──────── PAGE

We are into year 6 of the recovery and risk/reward picture for the multi-industry sector, and in particular General Electric (NYSE:GE) is more positive now than it was a year ago. Consensus likely became too negative on short-cycle industrial and oil & gas related demand; these are the two key areas where we could see significant swing in sentiment in 2015. Companies that are exposed to attractive end markets can avail themselves of self-help margin opportunities, and that enjoy balance sheet flexibility should outperform in 2015.

Low Oil Prices And GE

Among others, the three important questions that investors should ask themselves before investing in GE in 2015 are 1) how will the lower oil prices impact earnings, 2) what are the impacts of a strong USD, and 3) how sustainable is the dividend? The multi-industry sector is largely a pro-cyclical group and given the net economic benefit from lower oil prices, one has to view it as aggregate net positive for the sector. Lower oil prices basically mean a transfer of wealth from producers to consumers and consumers are more likely to spend a windfall than producers. This should help boost global growth.

────────────────

COMPLETE THE FOLLOWING:
**A.** According to the GE article, which two areas of demand could see a significant swing in sentiment in 2015?
**B.** Continue the GE article after its final sentence.
You won't need the rows that follow the GE article.

──────── DATA LINES

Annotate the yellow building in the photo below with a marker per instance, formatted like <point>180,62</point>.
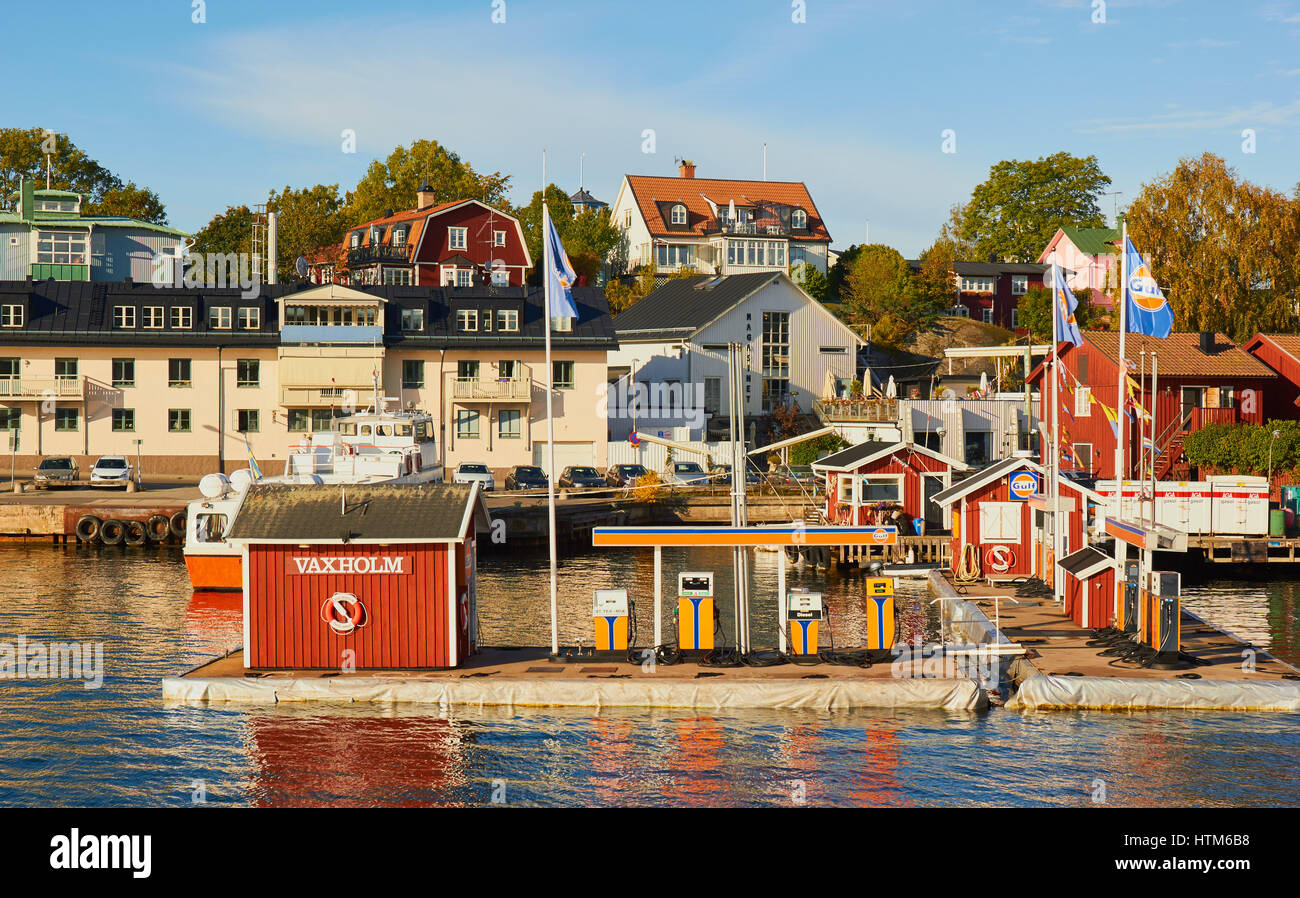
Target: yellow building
<point>183,377</point>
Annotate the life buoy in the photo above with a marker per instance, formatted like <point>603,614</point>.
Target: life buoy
<point>343,612</point>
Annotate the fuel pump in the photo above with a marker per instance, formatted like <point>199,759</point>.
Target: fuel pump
<point>880,617</point>
<point>610,616</point>
<point>802,620</point>
<point>1165,619</point>
<point>696,611</point>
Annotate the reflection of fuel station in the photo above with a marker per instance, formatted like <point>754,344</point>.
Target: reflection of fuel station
<point>805,630</point>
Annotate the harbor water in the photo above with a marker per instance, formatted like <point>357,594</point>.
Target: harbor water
<point>65,745</point>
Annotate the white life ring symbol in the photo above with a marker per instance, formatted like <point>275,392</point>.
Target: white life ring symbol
<point>1000,559</point>
<point>343,612</point>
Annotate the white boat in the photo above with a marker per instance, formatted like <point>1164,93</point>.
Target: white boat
<point>381,446</point>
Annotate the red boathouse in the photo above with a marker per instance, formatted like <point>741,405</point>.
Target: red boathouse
<point>359,576</point>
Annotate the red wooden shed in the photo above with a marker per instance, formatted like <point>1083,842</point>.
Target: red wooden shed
<point>869,481</point>
<point>359,577</point>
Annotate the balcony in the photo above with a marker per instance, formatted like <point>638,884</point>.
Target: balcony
<point>502,390</point>
<point>42,387</point>
<point>867,411</point>
<point>380,254</point>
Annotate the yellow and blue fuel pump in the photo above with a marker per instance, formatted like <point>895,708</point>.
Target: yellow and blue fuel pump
<point>880,616</point>
<point>696,611</point>
<point>802,620</point>
<point>610,615</point>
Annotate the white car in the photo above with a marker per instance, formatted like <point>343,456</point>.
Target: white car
<point>111,471</point>
<point>475,473</point>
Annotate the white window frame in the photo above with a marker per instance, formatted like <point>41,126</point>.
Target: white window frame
<point>1000,521</point>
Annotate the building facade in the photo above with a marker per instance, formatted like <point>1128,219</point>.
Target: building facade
<point>191,380</point>
<point>718,226</point>
<point>44,234</point>
<point>462,243</point>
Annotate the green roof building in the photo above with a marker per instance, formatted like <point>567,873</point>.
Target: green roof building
<point>43,234</point>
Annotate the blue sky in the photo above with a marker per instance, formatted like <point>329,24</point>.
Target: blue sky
<point>854,100</point>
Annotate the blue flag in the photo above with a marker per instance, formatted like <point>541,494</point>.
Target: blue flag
<point>1145,307</point>
<point>1067,328</point>
<point>559,274</point>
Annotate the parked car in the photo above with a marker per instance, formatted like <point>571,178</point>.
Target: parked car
<point>685,473</point>
<point>624,474</point>
<point>475,473</point>
<point>56,471</point>
<point>525,477</point>
<point>111,471</point>
<point>722,474</point>
<point>580,476</point>
<point>793,476</point>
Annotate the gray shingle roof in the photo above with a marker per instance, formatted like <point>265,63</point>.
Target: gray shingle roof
<point>683,306</point>
<point>376,511</point>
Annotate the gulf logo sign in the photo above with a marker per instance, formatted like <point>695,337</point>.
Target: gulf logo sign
<point>1023,485</point>
<point>1144,290</point>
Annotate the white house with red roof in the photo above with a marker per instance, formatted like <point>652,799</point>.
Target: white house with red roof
<point>460,243</point>
<point>719,226</point>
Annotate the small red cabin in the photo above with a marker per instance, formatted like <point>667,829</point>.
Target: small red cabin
<point>999,519</point>
<point>866,484</point>
<point>359,577</point>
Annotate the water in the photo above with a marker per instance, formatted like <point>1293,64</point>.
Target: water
<point>64,745</point>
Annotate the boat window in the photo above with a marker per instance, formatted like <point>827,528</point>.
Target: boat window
<point>209,528</point>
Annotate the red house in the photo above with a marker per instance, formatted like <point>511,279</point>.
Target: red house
<point>359,577</point>
<point>1203,378</point>
<point>460,243</point>
<point>866,484</point>
<point>999,520</point>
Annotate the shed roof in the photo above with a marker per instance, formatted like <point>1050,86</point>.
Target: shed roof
<point>359,512</point>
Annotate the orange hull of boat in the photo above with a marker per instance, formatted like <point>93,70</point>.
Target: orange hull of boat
<point>215,572</point>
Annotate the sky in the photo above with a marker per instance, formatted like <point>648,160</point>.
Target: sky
<point>889,112</point>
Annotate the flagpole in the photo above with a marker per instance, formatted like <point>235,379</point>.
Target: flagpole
<point>1056,432</point>
<point>550,423</point>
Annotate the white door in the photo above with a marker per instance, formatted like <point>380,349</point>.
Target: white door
<point>566,455</point>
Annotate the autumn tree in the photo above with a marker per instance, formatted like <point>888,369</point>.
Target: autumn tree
<point>391,185</point>
<point>1225,251</point>
<point>308,218</point>
<point>1014,213</point>
<point>22,156</point>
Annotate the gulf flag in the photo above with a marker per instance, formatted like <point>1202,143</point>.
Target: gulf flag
<point>1067,328</point>
<point>1145,306</point>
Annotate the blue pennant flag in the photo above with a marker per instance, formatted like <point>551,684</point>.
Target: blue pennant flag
<point>559,274</point>
<point>1067,328</point>
<point>1145,308</point>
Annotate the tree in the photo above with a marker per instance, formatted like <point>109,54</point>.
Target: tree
<point>391,185</point>
<point>228,231</point>
<point>22,156</point>
<point>1014,213</point>
<point>882,294</point>
<point>1226,252</point>
<point>310,218</point>
<point>814,283</point>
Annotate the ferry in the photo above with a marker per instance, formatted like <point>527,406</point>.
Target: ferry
<point>384,446</point>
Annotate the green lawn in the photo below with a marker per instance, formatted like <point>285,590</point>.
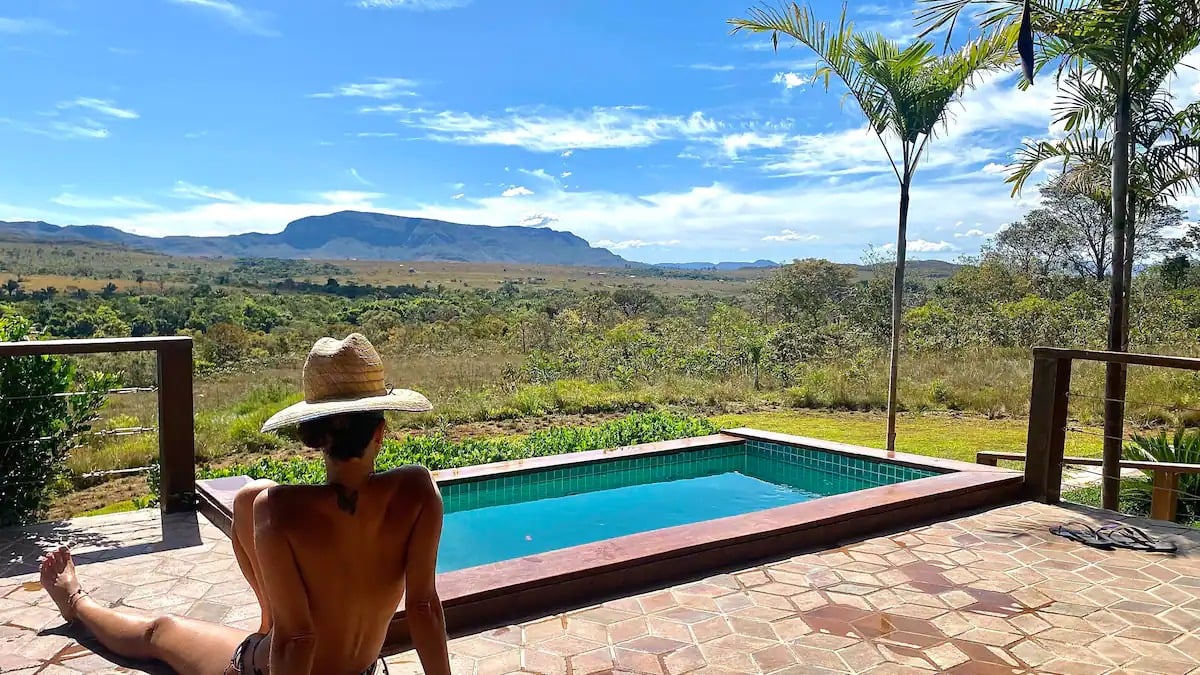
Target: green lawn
<point>939,435</point>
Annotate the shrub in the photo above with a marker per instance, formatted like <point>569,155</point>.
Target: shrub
<point>437,452</point>
<point>39,424</point>
<point>1181,448</point>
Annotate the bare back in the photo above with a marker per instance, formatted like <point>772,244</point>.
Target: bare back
<point>351,555</point>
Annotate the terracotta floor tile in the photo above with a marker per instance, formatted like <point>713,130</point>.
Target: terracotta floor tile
<point>684,659</point>
<point>1150,634</point>
<point>989,593</point>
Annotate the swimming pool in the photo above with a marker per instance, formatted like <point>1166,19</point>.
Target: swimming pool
<point>531,537</point>
<point>503,518</point>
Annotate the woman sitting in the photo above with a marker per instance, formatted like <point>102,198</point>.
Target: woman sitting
<point>329,563</point>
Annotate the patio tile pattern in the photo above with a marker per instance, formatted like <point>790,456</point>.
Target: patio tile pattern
<point>991,592</point>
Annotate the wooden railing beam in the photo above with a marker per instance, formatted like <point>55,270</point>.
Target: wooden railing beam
<point>1048,428</point>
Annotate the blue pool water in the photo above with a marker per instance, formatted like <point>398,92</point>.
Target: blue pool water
<point>514,515</point>
<point>501,532</point>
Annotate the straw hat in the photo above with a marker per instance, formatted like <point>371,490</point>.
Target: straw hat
<point>343,376</point>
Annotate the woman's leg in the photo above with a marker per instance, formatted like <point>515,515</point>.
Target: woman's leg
<point>244,545</point>
<point>189,646</point>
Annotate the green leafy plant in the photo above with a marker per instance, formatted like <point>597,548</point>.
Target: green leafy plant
<point>46,405</point>
<point>437,452</point>
<point>1182,447</point>
<point>905,93</point>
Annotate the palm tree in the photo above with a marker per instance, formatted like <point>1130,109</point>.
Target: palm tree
<point>904,91</point>
<point>1117,49</point>
<point>1164,157</point>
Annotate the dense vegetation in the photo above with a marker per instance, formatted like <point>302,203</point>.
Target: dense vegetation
<point>47,405</point>
<point>437,452</point>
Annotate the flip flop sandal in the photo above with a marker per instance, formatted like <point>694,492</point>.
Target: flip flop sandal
<point>1083,533</point>
<point>1133,538</point>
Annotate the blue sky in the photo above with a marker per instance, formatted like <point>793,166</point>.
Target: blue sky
<point>641,126</point>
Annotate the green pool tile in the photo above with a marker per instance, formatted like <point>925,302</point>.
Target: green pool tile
<point>803,469</point>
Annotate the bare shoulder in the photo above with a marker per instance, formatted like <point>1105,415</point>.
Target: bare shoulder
<point>279,507</point>
<point>412,484</point>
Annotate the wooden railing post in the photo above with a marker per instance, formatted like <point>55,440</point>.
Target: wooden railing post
<point>1048,428</point>
<point>177,438</point>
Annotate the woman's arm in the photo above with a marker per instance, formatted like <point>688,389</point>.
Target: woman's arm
<point>423,608</point>
<point>293,643</point>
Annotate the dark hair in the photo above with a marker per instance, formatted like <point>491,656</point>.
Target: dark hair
<point>342,436</point>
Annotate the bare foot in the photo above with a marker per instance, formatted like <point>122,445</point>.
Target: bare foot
<point>59,580</point>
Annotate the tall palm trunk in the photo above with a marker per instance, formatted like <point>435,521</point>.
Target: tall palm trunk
<point>1114,372</point>
<point>898,308</point>
<point>1131,234</point>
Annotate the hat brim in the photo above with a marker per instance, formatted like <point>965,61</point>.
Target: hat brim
<point>403,400</point>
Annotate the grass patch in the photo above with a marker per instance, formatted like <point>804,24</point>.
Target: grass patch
<point>957,437</point>
<point>119,507</point>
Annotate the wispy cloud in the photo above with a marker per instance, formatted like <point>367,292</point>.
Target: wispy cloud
<point>102,106</point>
<point>875,10</point>
<point>790,79</point>
<point>545,131</point>
<point>81,202</point>
<point>538,220</point>
<point>791,236</point>
<point>922,246</point>
<point>25,25</point>
<point>634,244</point>
<point>540,174</point>
<point>237,16</point>
<point>354,173</point>
<point>60,130</point>
<point>414,5</point>
<point>382,88</point>
<point>189,191</point>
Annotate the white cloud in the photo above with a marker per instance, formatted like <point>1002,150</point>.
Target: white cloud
<point>791,236</point>
<point>701,219</point>
<point>16,27</point>
<point>189,191</point>
<point>233,15</point>
<point>876,10</point>
<point>382,88</point>
<point>87,129</point>
<point>102,106</point>
<point>414,5</point>
<point>59,130</point>
<point>540,174</point>
<point>541,131</point>
<point>790,79</point>
<point>922,246</point>
<point>738,143</point>
<point>79,202</point>
<point>538,220</point>
<point>222,217</point>
<point>633,244</point>
<point>351,197</point>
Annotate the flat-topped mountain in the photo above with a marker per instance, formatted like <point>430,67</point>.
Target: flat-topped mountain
<point>357,234</point>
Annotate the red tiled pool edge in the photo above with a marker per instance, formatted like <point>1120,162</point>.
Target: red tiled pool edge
<point>511,590</point>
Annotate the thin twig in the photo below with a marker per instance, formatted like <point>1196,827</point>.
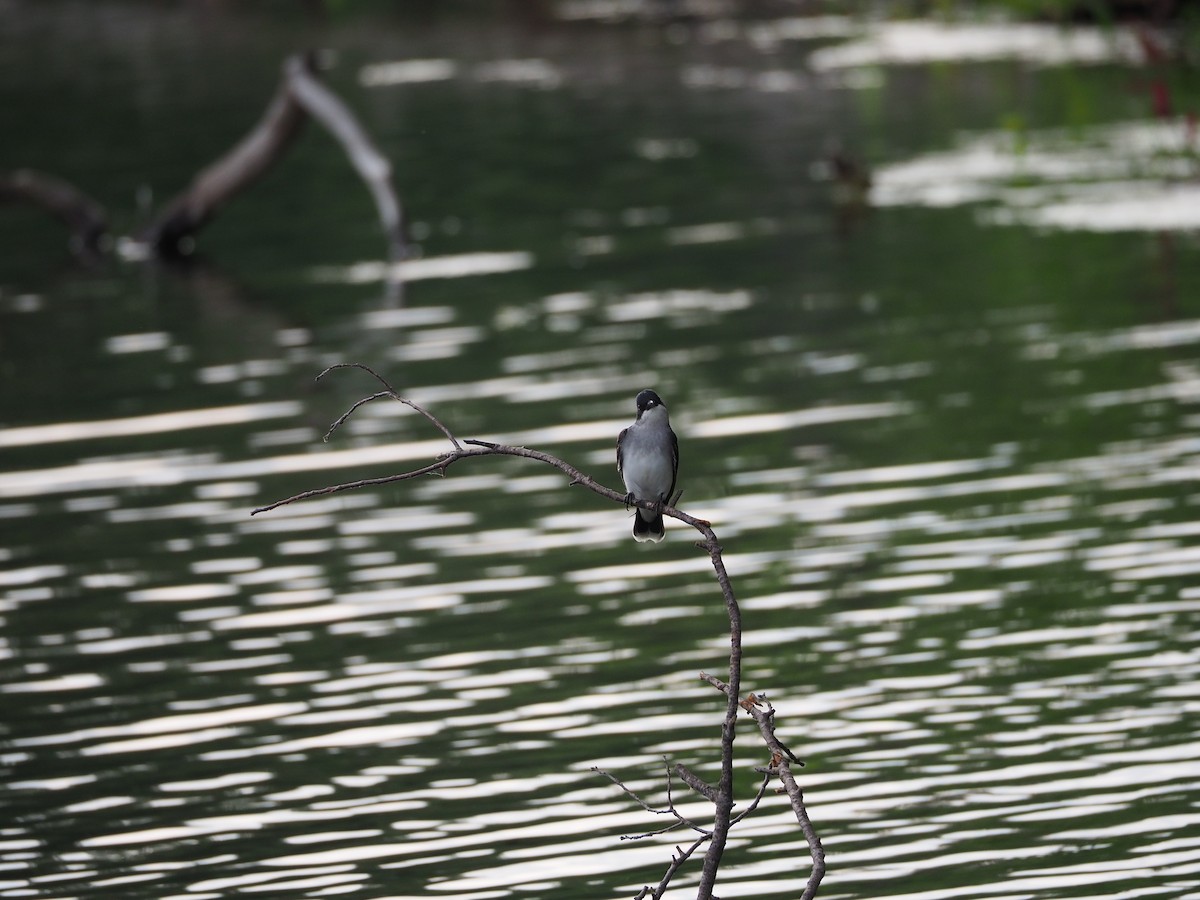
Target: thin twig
<point>723,793</point>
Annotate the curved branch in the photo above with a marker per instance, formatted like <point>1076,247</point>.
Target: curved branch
<point>372,166</point>
<point>231,174</point>
<point>721,796</point>
<point>83,215</point>
<point>299,96</point>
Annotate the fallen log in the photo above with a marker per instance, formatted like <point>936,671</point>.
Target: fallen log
<point>83,216</point>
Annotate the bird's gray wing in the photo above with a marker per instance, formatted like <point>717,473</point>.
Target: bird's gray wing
<point>675,463</point>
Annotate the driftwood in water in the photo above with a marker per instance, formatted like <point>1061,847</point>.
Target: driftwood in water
<point>299,97</point>
<point>372,166</point>
<point>85,217</point>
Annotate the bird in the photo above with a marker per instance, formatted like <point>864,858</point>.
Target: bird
<point>648,462</point>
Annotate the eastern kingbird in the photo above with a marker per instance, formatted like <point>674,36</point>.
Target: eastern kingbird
<point>648,461</point>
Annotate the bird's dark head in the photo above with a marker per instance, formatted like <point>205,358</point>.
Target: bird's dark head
<point>647,400</point>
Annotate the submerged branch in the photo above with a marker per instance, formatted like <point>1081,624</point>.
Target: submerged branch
<point>79,213</point>
<point>299,96</point>
<point>721,795</point>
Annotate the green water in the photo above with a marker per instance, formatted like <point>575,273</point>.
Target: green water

────────────────

RESPONSES IN ORDER:
**A.** Short-cycle industrial demand and oil & gas related demand.

**B.**
However, these are the medium-to-long-term impacts. The immediate impact of a correction in oil price is usually negative for the sector. As you can see from the chart below, General Electric, Dover Corp (DOV), Emerson Electric (EMR), Rockwell Automation (ROK), and United Technologies (UTX) all underperformed the S&P500 since July last year. This is normal during supply driven corrections. However, capital goods growth is positively correlated with global growth and lower oil prices should eventually prove to be net positive for the group.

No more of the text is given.